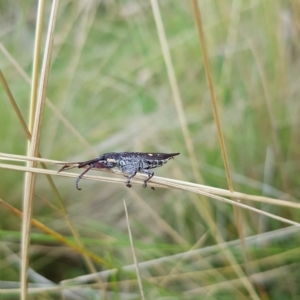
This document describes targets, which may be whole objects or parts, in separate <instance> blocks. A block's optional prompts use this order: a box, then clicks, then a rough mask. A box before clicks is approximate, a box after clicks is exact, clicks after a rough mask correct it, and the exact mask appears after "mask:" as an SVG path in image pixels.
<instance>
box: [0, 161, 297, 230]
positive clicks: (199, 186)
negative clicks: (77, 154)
mask: <svg viewBox="0 0 300 300" xmlns="http://www.w3.org/2000/svg"><path fill="white" fill-rule="evenodd" d="M0 168H3V169H10V170H17V171H22V172H32V173H40V174H51V175H56V176H63V177H72V178H77V177H78V175H77V174H74V173H67V172H61V173H57V171H52V170H45V169H39V168H30V167H22V166H15V165H6V164H0ZM103 171H105V170H103ZM114 173H116V174H120V175H122V174H123V173H122V172H120V171H118V170H116V171H114ZM137 178H141V179H143V180H144V178H145V175H143V174H137ZM85 179H92V180H96V181H102V182H114V183H120V184H124V180H123V179H118V178H108V177H100V176H91V175H85ZM143 180H141V181H138V180H132V181H131V182H132V183H136V184H140V185H142V184H143ZM150 185H151V186H153V187H167V188H176V189H180V190H185V191H189V192H192V193H196V194H200V195H204V196H207V197H210V198H213V199H216V200H219V201H221V202H225V203H228V204H231V205H235V206H238V207H241V208H244V209H247V210H249V211H253V212H256V213H258V214H261V215H265V216H268V217H270V218H272V219H275V220H278V221H281V222H284V223H287V224H291V225H296V226H300V223H298V222H294V221H291V220H289V219H286V218H282V217H279V216H276V215H274V214H271V213H268V212H265V211H263V210H260V209H257V208H254V207H251V206H249V205H245V204H242V203H240V202H236V201H233V200H229V199H226V198H223V197H220V196H217V195H214V194H212V193H208V192H205V191H203V190H201V186H200V185H197V184H194V185H193V186H190V185H187V184H185V182H183V183H182V184H181V183H180V181H177V183H174V180H168V179H167V178H161V177H158V176H156V177H155V178H152V179H151V182H149V186H150ZM228 192H229V191H228ZM248 196H249V195H248ZM250 199H251V198H248V200H250ZM268 199H269V201H268V203H271V202H272V201H271V198H268ZM277 202H278V201H277V200H274V199H273V202H272V204H275V205H276V204H279V203H277ZM284 203H289V202H287V201H283V200H281V203H280V205H284ZM292 207H297V208H299V204H297V203H295V204H292Z"/></svg>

*Work request:* Return the lines above that include the string "instance".

*Exercise output:*
This document describes targets, which may be whole objects or parts, in separate <instance> blocks. A block's optional prompts use this order: a box, then clicks, then a rough mask. A box before clicks is approximate, a box after clicks is exact, clicks after a rough mask correct it, and the exact mask appears after "mask:" as an SVG path in image pixels.
<instance>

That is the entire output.